Quels sont les bateaux qui sauvent les personnes migrantes ?
Aquarius, Alan Kurdi, Sea Watch… Ces noms, souvent prononcés dans les médias, sont ceux de navires utilisés pour des opérations de sauvetage en mer. Véritables étendards de la liberté, ces bateaux représentent parfois l’unique chance de survie des personnes migrantes. L’été, quand le temps est plus clément, le nombre de traversées augmente, et la présence des navires de recherche et de sauvetage devient indispensable.
Sea watch 3 – ONG SEA WATCH (Allemagne)
L’ONG allemande Sea Watch possède l’un des navires de sauvetage en mer les plus grands : le Sea Watch 3. Le bateau a pour nationalité de rattachement les Pays-Bas et non celle de son propriétaire ou locataire. En langage maritime, on dit qu’il “bat pavillon néerlandais”. L’ONG a décidé de le rattacher au Pays-Bas, principalement parce qu’il n’y a pas de restriction de taille pour l’enregistrement d’un navire non commercial. Le Sea Watch 3 dépend donc de la réglementation de ce pays.
Cet été, le bateau a secouru 53 personnes migrantes au large de la Libye, en toute logique il aurait dû pouvoir décharger en Italie, l’un des pays de l’Union Européenne le plus proche. C’était sans compter sur la politique d’immigration répressive de l’État. La situation lui vaut un véritable bras de fer avec le gouvernement italien : malgré une interdiction d’entrer dans les eaux territoriales italiennes, la capitaine allemande Carola Rackete a pris la décision de débarquer les personnes migrantes rescapées dans le port de Lampedusa. Depuis lors, le capitaine est visé par deux enquêtes. L’une pour résistance à un officier en pénétrant de force dans les eaux italiennes, et la seconde pour aide à l’immigration clandestine.
En moins d’une semaine, l’ONG a recueilli plus de 1,4 million d’euros pour payer ses frais de justice et la poursuite de ses missions grâce à une collecte de fonds et au rassemblement de plusieurs associations, dont La Cimade. Le Sea Watch 3 est en attendant toujours sous séquestre dans le port de Licata en Sicile.
Ocean Viking – ONG SOS Méditerranée
L’Ocean Viking est un navire affrété par l’ONG SOS MÉDITERRANÉE, anciennement en collaboration avec les équipes de MSF. Il bat pavillon norvégien. Fidèle au principe de solidarité des gens de mer, l’ONG a pour objectif de sauver des naufragé·e·s qui fuient : un gouvernement oppressif, une guerre, une situation socioéconomique invivable.

★ ★ ★ ★

● **Consignes**:
[a] D'après l'extrait sur les navires de sauvetage en mer, pourquoi l'ONG Sea Watch a-t-elle rattaché le Sea Watch 3 aux Pays-Bas ? Répondez en une à trois phrases.
[b] Rédigez la suite du texte sur les bateaux qui sauvent les personnes migrantes, à partir de sa dernière phrase.
Le matériel placé après ne joue aucun rôle ici.

★ ★ ★ ★

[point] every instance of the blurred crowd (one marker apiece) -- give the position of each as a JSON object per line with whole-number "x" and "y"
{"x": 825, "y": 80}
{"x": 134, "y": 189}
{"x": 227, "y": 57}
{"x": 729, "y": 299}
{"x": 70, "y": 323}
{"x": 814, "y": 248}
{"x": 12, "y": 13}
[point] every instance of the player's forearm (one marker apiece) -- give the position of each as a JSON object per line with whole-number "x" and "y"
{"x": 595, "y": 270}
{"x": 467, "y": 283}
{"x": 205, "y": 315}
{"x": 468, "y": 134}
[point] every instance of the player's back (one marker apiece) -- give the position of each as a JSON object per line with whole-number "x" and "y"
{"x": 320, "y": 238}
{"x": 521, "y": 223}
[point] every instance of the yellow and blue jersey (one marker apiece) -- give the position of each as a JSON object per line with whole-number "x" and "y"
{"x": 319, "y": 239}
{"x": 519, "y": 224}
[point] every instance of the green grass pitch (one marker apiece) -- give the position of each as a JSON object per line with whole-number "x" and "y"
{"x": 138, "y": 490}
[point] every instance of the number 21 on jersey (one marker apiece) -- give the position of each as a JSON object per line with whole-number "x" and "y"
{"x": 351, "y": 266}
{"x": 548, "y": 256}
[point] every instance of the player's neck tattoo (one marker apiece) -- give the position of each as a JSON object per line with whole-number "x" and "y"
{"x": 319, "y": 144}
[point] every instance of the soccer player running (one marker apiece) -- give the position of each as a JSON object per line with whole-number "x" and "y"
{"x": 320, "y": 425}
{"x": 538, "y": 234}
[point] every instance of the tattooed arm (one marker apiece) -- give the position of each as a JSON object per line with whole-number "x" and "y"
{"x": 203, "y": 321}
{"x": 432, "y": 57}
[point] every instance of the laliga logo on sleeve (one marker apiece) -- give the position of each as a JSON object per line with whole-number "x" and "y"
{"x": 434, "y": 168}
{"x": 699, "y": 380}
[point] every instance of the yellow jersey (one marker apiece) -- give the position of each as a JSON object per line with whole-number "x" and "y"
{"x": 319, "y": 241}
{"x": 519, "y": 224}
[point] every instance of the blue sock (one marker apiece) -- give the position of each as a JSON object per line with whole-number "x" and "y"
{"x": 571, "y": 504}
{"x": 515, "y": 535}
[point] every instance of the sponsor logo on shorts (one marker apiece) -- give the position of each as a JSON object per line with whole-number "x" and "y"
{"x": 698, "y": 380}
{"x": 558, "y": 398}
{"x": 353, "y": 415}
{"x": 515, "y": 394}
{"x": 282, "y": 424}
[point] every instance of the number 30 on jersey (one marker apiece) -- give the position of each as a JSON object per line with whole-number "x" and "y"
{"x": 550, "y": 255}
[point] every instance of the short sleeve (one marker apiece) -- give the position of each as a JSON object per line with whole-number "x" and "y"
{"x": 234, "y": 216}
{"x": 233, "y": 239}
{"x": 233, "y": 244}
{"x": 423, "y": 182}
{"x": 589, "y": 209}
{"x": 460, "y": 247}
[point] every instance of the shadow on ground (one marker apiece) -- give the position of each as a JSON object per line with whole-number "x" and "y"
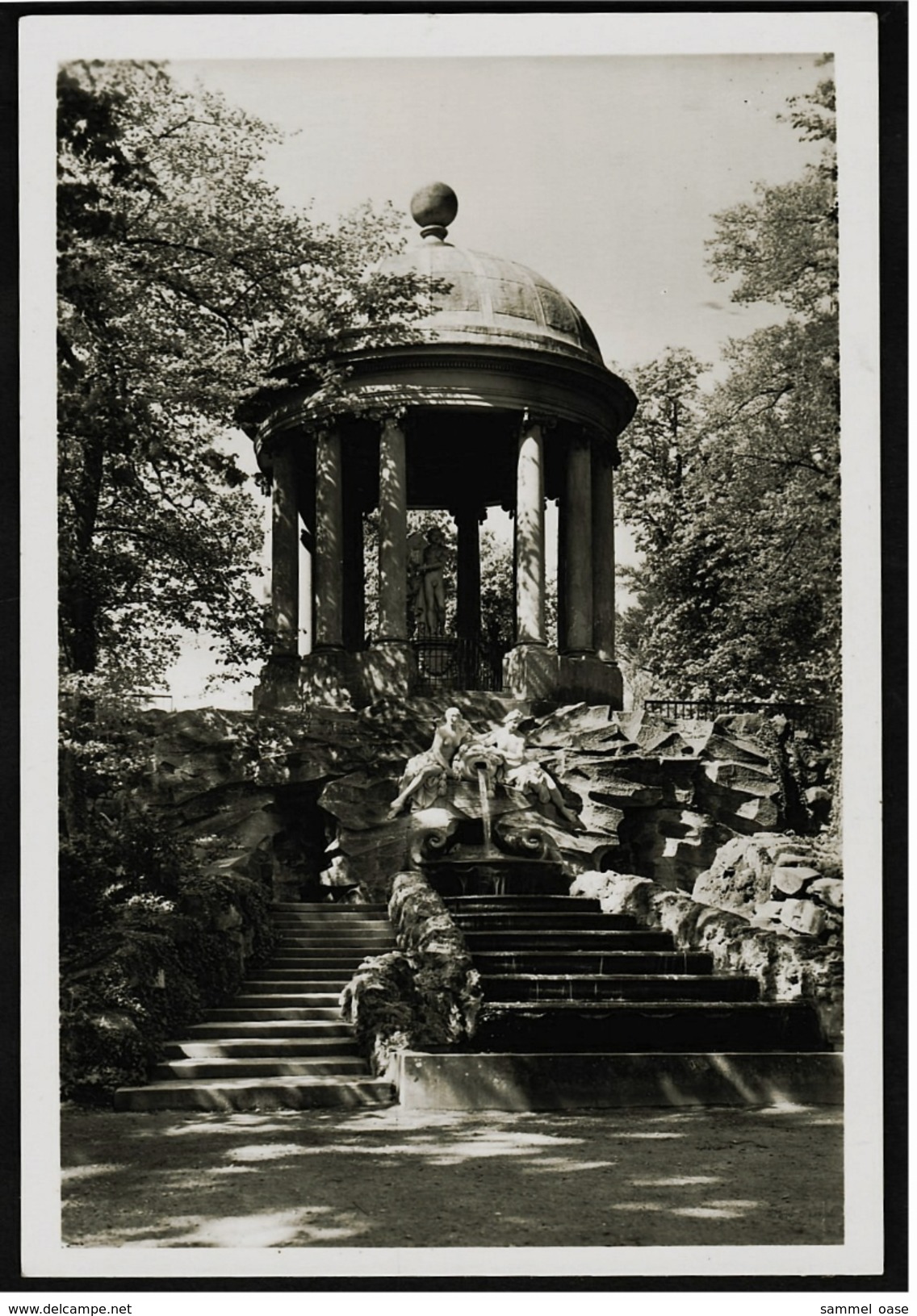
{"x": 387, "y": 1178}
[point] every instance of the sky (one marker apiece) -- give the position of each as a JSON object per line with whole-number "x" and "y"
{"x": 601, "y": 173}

★ ★ ★ ★

● **Réponses par consigne**:
[a] L'ONG a rattaché le Sea Watch 3 aux Pays-Bas principalement parce que ce pays n'impose pas de restriction de taille pour l'enregistrement d'un navire non commercial. Le bateau bat donc pavillon néerlandais et dépend de la réglementation de ce pays.

[b]
Si l’Ocean Viking est encore peu renommé, l’Aquarius, son prédécesseur, a su mettre en lumière le sujet de l’aide à l’immigration. Devenu un symbole des tensions entre les différents pays de l’Union Européenne face à la crise migratoire, près de 29 500 personnes auraient été secourues à son bord entre 2016 et 2018 selon l’ONG. Son pavillon ayant été retiré à deux reprises par Gibraltar puis par le Panama, l’Aquarius a été contraint d’abandonner sa mission. En 2018, La Cimade avait participé à la mobilisation citoyenne organisée par SOS MÉDITERRANÉE pour permettre à l’Aquarius de reprendre ses missions. L’Ocean Viking, toujours en mer, continue de sauver des vies humaines.
Mare Jonio – Mediterranea Saving Humans (Italie)
Le Mare Jonio fait partie des bateaux qui sillonnent la mer Méditerranée à la recherche de personnes migrantes à la dérive. Le Mare Jonio appartient à Mediterranea Saving Humans, son armateur, Erasmo Palazetto, est également responsable de l’Alex.
Mediterranea Saving Humans s’autoproclame plateforme citoyenne résistante à la politique anti-immigration. Plusieurs collectifs œuvrent ensemble pour organiser les opérations de sauvetage de personnes migrantes. Le bateau bat pavillon en Italie, malgré le régime oppressif envers l’immigration.
Le Mare Jonio est à l’origine du sauvetage de 237 personnes. Précédemment mis sous séquestre à trois reprises, le navire a forcé l’interdiction italienne en approchant le port de Lampedusa en septembre 2019. Le bateau a finalement été saisi administrativement et l’organisation écope d’une amende de 300 000 euros pour violation du décret sécurité Bis.
Open Arms – OPEN ARMS (Espagne)
L’Open Arms est l’initiative de l’ONG de secours en mer espagnole Proactivia Open Arms. En 2018, le réseau Migreurop dont La Cimade fait partie, a publié un communiqué inter associatif dénonçant la politique de criminalisation des secours citoyens. L’Open Arms avait sauvé 87 personnes migrantes d’une possible noyade et était prêt à les débarquer sur l’île de Lampedusa, faisant fi des gardes-côtes libyens. Le bateau a finalement été saisi par les autorités italiennes pour “problèmes de sécurité” et les membres d’équipage ont été poursuivis pour “association criminelle visant à faciliter l’immigration clandestine”.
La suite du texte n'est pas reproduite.